━━ Records provided
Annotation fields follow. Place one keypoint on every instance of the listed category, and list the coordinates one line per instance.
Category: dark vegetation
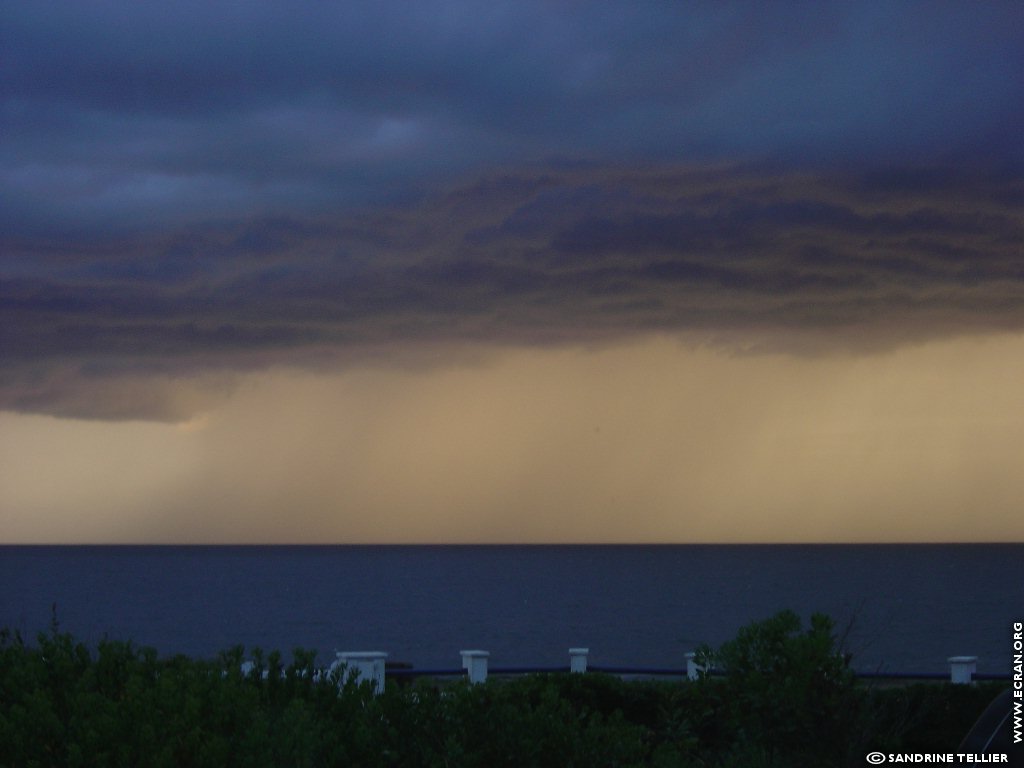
(788, 698)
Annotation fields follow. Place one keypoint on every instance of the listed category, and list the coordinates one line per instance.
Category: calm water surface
(909, 606)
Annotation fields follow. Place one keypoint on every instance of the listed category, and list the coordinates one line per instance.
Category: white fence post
(475, 663)
(962, 669)
(369, 665)
(693, 670)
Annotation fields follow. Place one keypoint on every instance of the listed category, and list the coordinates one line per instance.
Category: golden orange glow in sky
(648, 440)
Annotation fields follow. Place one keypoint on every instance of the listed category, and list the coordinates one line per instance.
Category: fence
(372, 666)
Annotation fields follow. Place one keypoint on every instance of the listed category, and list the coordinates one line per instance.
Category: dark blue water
(910, 606)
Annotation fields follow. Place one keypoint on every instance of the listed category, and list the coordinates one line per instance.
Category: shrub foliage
(786, 698)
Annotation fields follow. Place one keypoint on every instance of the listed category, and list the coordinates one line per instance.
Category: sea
(897, 608)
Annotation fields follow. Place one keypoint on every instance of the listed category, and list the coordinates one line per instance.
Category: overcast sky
(452, 271)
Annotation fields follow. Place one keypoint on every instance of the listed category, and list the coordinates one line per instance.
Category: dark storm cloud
(126, 115)
(526, 257)
(200, 186)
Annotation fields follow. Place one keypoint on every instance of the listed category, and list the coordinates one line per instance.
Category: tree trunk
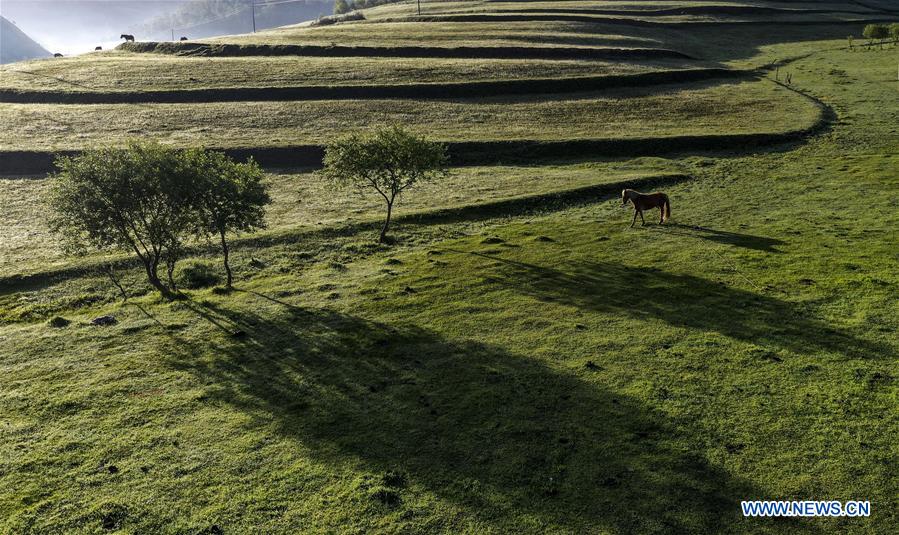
━━━━
**The exercise**
Which lines above contain the word "water"? Show each of those lines in full.

**Full answer**
Category: calm water surface
Category: dark blue water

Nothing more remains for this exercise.